## Selected text
▶

Project co-ordinator Phillip Bowen
"Volunteers' enthusiasm is overwhelming"
 real 28k

Saturday, 8 April, 2000, 13:53 GMT 14:53 UK
Mammoth Stonehenge trek starts
stone
Moving the stone will take five months
An ambitious project to follow in the footsteps of the builders of Stonehenge begins on Saturday.

A group of about 300 volunteers will move a three-ton piece of bluestone 240 miles from the Preseli Mountains in west Wales to the ancient site in Wiltshire.

Click here to see the route

The journey was first made 4,500 years ago - and like Stone Age man the volunteers behind the project will not have the benefit of modern forms of transport.

Organisers hope the trek will demonstrate how our ancestors may have built Stonehenge - by using a wooden sledge to drag the stone overland and a replica Neolithic boat to transport it across the Bristol Channel.

The stone will be loaded on Stone Age boats called currachs for the journey across the Bristol Channel before being transported along the River Avon to the Kennet and Avon Canal.

◀

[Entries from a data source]
▶

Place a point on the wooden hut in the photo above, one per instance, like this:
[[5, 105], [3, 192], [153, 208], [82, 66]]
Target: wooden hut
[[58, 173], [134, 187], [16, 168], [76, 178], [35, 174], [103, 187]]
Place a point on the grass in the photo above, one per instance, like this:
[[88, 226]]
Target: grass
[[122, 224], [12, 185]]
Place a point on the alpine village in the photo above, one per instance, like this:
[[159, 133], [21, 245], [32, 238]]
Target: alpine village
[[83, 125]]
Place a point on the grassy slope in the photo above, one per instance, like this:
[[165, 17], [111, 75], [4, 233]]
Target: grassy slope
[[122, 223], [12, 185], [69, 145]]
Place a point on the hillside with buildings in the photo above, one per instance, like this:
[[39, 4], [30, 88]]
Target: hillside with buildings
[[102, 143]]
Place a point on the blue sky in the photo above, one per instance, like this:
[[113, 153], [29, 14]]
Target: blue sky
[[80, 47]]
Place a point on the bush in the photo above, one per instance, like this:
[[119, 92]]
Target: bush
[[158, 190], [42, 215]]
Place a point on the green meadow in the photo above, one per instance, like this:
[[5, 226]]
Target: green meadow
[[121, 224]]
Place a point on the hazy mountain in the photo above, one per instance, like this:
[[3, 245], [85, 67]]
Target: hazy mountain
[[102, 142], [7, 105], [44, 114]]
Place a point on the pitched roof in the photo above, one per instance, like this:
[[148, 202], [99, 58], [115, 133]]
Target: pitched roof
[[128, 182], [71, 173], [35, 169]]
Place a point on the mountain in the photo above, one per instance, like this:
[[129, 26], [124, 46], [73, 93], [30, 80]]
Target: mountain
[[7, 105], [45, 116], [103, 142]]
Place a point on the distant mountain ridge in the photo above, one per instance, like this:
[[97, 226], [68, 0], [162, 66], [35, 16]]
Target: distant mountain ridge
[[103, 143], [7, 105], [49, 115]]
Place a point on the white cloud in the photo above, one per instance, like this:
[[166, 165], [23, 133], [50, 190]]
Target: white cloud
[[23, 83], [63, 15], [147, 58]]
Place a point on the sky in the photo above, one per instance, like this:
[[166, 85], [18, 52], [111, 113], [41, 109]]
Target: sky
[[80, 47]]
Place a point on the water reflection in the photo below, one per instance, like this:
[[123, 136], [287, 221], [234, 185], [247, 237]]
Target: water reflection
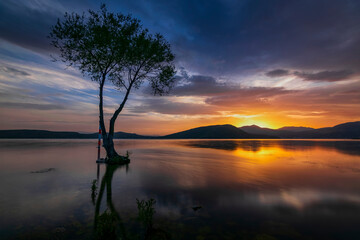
[[347, 146], [256, 189], [109, 224]]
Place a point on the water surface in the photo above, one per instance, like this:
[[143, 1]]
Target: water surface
[[247, 189]]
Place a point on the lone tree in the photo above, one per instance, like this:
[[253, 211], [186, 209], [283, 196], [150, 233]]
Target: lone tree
[[114, 47]]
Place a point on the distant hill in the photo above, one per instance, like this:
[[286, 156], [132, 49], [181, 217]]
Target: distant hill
[[350, 130], [43, 134], [213, 132], [295, 129]]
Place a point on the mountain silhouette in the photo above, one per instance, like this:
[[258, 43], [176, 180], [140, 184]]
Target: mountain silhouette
[[350, 130], [211, 132]]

◀

## Aim
Pick up the article on the Stonehenge bluestone trek after its final sentence and keep writing it. This data has no role in the work.

## Answer for this exercise
100,000 grant

It will then be dragged the final 26 miles to the Stonehenge site.

The volunteers will work in teams of up to 40, with most of the journey being made at weekends. They expect to travel around three miles a day during the land journey.

The National Lottery-funded Millennium Stone Project is being funded by a 100,000 Heritage Lottery grant.

Project co-ordinator Phillip Bowen has got nothing but praise for the volunteers.

He said: "Their first reaction is amazement and they cannot believe what we are asking them to do, but once they learn a bit more about it, their enthusiasm is overwhelming."

Never happened

But some scientific experts question whether the stones were dragged to Stonehenge at all.

Archeologist Dr. Aubrey Burl thinks they arrived there through glaciation.

"It is a lovely romantic story all this great effort of dragging stones and rafting stones and then putting them along rivers and in the end reaching Salisbury Plain.

"It is a wonderful story but I think it is only just over 70 years old -it is not a pre-historic story, it is a recent one, he said."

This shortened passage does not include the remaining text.